- Instructions for the task:
In the records below, take the part that opens with the line containing "Mark each instance of the red" and closes with the line containing "x=943 y=562". Rewrite only that part, changing "red brick garage" to "brick carport" and leaving everything else intact.

- Recorded information:
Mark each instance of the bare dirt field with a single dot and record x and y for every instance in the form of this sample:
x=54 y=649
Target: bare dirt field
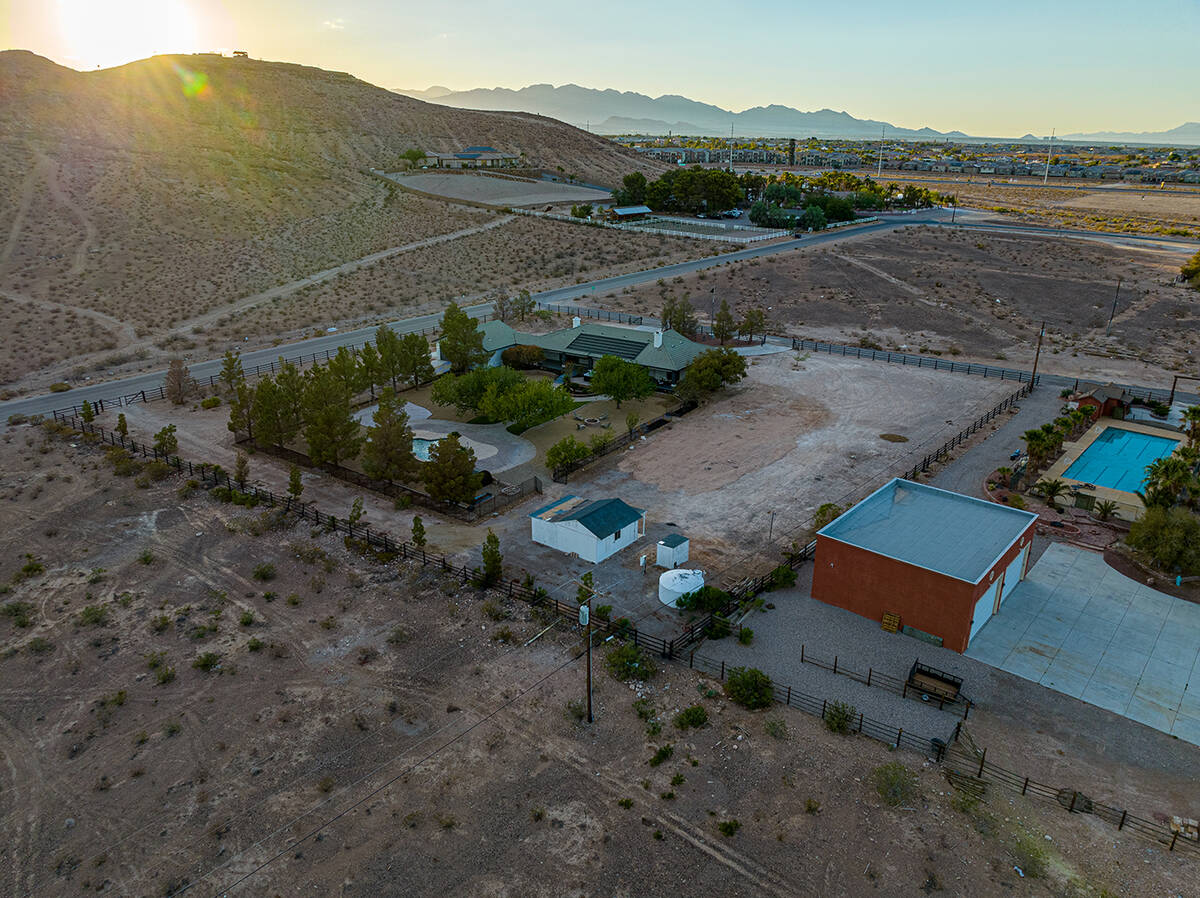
x=526 y=252
x=364 y=726
x=961 y=293
x=501 y=191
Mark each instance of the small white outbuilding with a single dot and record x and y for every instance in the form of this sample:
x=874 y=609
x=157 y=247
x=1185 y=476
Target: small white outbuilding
x=591 y=528
x=672 y=551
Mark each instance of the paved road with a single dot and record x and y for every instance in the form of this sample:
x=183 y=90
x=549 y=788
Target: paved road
x=330 y=342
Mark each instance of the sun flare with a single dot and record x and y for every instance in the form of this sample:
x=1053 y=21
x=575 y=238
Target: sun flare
x=108 y=33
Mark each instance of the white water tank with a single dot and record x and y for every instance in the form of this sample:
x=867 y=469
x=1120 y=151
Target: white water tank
x=678 y=582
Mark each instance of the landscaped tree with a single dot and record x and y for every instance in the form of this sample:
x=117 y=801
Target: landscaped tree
x=388 y=452
x=450 y=473
x=612 y=376
x=241 y=409
x=711 y=371
x=241 y=471
x=231 y=372
x=295 y=484
x=330 y=429
x=291 y=382
x=462 y=341
x=753 y=322
x=493 y=561
x=413 y=359
x=528 y=403
x=388 y=346
x=679 y=316
x=179 y=382
x=565 y=452
x=723 y=324
x=166 y=442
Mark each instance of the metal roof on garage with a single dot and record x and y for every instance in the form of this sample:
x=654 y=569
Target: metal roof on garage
x=941 y=531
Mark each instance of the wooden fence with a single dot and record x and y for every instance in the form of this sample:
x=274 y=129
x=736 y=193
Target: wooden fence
x=970 y=771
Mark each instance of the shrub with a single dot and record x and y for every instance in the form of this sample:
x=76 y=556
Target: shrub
x=628 y=662
x=694 y=716
x=264 y=572
x=750 y=688
x=207 y=662
x=729 y=827
x=661 y=755
x=895 y=784
x=840 y=716
x=706 y=599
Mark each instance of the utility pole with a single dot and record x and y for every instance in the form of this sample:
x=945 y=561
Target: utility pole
x=1045 y=175
x=1113 y=313
x=1037 y=355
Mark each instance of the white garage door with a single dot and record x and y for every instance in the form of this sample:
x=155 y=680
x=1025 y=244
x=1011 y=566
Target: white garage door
x=983 y=610
x=1013 y=574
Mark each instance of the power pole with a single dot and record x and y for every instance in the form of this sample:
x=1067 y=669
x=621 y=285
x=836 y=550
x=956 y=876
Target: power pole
x=1037 y=355
x=1113 y=313
x=1045 y=175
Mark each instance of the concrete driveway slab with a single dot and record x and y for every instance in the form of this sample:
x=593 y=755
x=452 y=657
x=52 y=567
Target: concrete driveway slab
x=1079 y=627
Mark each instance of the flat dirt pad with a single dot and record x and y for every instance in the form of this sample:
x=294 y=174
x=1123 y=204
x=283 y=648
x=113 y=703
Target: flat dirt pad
x=795 y=435
x=501 y=191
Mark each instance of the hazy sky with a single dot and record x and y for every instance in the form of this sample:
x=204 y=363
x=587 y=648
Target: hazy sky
x=1001 y=69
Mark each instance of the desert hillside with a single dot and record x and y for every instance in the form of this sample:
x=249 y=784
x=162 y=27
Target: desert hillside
x=136 y=198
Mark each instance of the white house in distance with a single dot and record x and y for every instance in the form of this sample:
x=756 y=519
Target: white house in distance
x=589 y=528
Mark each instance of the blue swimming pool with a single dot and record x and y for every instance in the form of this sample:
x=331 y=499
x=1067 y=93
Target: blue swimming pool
x=1119 y=459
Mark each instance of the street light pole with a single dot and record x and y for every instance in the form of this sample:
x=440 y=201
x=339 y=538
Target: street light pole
x=1113 y=313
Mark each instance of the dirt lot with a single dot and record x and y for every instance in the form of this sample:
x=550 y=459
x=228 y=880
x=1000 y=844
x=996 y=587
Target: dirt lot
x=501 y=191
x=346 y=755
x=978 y=297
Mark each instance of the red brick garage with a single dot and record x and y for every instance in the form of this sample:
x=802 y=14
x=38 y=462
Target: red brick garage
x=943 y=562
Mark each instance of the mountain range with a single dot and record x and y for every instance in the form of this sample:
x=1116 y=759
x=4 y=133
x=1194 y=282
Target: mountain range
x=613 y=112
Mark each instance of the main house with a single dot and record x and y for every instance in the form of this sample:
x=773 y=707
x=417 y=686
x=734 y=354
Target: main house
x=663 y=353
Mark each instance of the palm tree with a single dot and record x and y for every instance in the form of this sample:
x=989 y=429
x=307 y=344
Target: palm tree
x=1192 y=419
x=1051 y=490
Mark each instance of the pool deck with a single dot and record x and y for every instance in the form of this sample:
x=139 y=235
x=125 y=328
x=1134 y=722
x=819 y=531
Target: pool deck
x=1129 y=507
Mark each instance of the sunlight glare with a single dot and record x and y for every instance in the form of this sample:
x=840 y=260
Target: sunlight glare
x=109 y=33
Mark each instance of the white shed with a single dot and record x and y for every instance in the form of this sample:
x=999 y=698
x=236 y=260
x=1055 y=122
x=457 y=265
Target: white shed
x=672 y=551
x=589 y=528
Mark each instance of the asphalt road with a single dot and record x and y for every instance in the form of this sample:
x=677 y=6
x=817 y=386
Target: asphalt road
x=333 y=341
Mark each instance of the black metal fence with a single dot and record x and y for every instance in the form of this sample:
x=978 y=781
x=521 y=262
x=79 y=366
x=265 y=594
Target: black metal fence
x=930 y=746
x=966 y=432
x=900 y=358
x=599 y=313
x=970 y=772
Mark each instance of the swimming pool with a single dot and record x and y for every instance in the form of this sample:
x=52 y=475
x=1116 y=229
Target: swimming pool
x=1119 y=459
x=421 y=448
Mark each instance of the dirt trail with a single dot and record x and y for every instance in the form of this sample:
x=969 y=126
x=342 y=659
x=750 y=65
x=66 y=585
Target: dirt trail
x=285 y=289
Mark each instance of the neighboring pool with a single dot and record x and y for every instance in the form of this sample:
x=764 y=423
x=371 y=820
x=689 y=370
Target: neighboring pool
x=1119 y=459
x=421 y=448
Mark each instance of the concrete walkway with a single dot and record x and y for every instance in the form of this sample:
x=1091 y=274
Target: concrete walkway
x=1079 y=627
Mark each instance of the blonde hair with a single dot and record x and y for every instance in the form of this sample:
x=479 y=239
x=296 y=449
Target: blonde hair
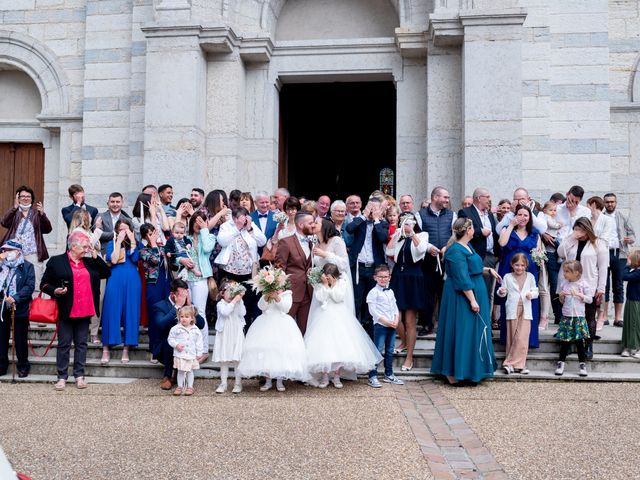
x=189 y=311
x=459 y=228
x=573 y=266
x=634 y=259
x=81 y=219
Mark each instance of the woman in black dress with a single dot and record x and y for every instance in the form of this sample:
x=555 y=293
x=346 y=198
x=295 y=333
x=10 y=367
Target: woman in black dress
x=409 y=245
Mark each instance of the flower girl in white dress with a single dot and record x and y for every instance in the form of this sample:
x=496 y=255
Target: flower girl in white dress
x=273 y=347
x=335 y=340
x=227 y=348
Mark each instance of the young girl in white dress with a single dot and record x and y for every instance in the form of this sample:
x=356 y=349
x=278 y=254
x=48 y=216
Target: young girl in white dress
x=335 y=340
x=273 y=347
x=227 y=347
x=186 y=340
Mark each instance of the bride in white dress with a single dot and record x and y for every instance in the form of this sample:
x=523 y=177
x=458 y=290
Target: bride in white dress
x=335 y=340
x=273 y=347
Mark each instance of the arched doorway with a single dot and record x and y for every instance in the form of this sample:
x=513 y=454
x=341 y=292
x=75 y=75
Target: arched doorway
x=336 y=137
x=20 y=163
x=337 y=64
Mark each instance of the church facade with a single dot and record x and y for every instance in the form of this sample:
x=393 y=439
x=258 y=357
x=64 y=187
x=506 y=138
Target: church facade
x=116 y=94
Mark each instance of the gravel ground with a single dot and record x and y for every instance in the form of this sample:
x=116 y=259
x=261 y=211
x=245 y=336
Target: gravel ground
x=559 y=431
x=137 y=431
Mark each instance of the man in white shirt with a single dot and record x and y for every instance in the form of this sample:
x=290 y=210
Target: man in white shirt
x=625 y=236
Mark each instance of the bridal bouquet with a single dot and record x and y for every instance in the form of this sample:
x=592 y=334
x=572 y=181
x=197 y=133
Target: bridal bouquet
x=281 y=217
x=539 y=256
x=270 y=280
x=237 y=289
x=314 y=275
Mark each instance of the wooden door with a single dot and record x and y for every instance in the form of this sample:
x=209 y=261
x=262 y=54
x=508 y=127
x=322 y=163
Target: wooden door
x=21 y=164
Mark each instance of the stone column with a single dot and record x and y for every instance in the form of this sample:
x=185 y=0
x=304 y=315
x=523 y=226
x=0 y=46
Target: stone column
x=492 y=100
x=174 y=139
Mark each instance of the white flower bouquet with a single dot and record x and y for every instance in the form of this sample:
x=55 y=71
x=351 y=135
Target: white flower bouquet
x=270 y=280
x=314 y=275
x=539 y=256
x=281 y=217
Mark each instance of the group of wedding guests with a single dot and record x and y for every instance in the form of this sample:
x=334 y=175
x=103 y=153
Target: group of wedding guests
x=391 y=267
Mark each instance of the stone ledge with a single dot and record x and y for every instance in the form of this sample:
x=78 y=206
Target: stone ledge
x=625 y=107
x=216 y=40
x=411 y=43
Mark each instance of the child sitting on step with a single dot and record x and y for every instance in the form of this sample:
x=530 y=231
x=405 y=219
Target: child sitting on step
x=186 y=340
x=573 y=329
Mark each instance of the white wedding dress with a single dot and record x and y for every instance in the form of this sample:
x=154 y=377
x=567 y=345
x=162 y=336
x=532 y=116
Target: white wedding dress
x=274 y=346
x=334 y=338
x=336 y=253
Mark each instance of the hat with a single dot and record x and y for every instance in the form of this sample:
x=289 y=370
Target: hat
x=12 y=245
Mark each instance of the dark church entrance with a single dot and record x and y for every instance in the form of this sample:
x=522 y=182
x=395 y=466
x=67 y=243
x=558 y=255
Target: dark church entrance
x=336 y=138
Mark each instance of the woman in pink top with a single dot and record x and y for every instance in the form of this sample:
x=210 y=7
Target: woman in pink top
x=74 y=281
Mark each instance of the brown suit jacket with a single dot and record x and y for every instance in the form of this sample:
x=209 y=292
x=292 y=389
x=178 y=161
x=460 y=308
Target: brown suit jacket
x=291 y=258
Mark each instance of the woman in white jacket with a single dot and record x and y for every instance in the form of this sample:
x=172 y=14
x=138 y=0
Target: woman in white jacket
x=409 y=245
x=593 y=254
x=240 y=239
x=186 y=340
x=520 y=288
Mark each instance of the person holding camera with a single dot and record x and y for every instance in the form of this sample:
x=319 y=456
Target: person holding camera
x=409 y=245
x=17 y=282
x=74 y=281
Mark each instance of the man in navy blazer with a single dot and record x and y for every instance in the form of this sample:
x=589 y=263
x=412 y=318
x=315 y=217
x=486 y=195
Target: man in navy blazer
x=165 y=316
x=370 y=233
x=76 y=193
x=485 y=238
x=263 y=217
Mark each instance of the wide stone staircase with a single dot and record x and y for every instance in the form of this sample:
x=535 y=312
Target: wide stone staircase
x=607 y=364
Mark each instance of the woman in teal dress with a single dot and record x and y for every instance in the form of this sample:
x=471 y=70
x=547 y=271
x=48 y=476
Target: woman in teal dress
x=464 y=350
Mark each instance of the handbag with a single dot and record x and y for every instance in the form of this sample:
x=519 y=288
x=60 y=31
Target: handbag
x=43 y=310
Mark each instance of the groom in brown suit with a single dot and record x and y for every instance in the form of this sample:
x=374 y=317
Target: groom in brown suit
x=294 y=257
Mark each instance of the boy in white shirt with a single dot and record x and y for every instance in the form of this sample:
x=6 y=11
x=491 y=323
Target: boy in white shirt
x=384 y=310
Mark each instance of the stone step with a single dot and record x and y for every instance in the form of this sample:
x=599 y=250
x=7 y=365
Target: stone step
x=547 y=345
x=35 y=378
x=141 y=352
x=602 y=363
x=570 y=375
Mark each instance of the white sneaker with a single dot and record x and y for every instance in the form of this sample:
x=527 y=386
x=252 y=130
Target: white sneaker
x=583 y=370
x=267 y=386
x=222 y=388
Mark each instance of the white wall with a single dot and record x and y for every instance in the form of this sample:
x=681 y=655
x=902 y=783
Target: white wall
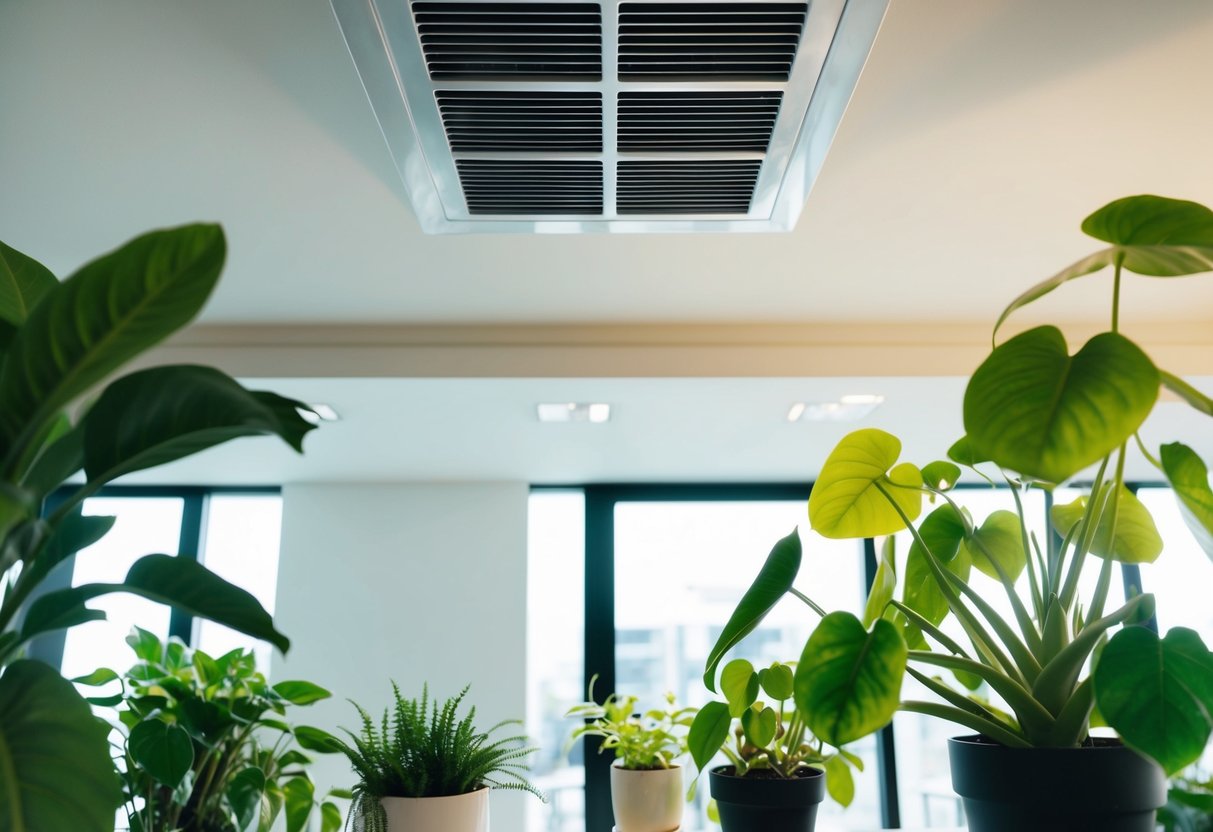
x=414 y=582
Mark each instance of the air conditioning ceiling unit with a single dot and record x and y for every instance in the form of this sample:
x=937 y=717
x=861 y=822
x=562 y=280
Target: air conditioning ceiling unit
x=616 y=115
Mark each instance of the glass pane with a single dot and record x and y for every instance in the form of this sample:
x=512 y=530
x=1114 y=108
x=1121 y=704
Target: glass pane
x=240 y=545
x=556 y=655
x=681 y=569
x=144 y=525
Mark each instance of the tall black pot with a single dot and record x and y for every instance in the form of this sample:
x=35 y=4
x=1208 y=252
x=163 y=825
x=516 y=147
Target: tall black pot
x=767 y=804
x=1099 y=788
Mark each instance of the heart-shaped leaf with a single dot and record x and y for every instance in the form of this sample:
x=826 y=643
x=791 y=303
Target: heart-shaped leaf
x=56 y=771
x=773 y=582
x=1157 y=693
x=1034 y=409
x=1190 y=479
x=1137 y=537
x=1001 y=539
x=849 y=497
x=161 y=750
x=848 y=682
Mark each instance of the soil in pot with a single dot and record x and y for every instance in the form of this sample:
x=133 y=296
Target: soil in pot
x=767 y=803
x=1103 y=787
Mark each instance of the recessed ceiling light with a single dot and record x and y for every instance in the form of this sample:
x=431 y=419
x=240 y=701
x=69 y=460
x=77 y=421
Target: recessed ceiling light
x=846 y=409
x=573 y=411
x=319 y=412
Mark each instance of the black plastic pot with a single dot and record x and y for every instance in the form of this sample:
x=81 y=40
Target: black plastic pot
x=767 y=804
x=1099 y=788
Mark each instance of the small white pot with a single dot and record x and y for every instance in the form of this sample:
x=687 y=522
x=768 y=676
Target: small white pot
x=647 y=801
x=457 y=813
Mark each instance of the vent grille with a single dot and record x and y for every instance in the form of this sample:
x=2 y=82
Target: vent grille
x=537 y=187
x=516 y=121
x=487 y=40
x=710 y=40
x=721 y=121
x=687 y=187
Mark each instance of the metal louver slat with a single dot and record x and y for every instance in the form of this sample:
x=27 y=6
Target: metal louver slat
x=540 y=187
x=687 y=187
x=708 y=40
x=487 y=40
x=483 y=120
x=696 y=121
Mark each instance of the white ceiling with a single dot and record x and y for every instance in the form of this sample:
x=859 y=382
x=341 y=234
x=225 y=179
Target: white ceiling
x=980 y=134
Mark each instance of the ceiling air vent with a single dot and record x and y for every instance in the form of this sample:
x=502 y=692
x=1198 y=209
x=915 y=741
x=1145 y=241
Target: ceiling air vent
x=619 y=115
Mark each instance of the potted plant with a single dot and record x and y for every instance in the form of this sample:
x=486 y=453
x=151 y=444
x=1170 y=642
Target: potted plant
x=60 y=342
x=1035 y=416
x=645 y=784
x=205 y=746
x=422 y=769
x=778 y=771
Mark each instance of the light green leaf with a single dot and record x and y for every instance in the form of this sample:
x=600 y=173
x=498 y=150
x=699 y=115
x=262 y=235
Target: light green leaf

- Written reply:
Mark each instance of the brick carport with a single dot and record x and y for every instance in the form of this sample:
x=802 y=14
x=38 y=462
Target: brick carport
x=943 y=562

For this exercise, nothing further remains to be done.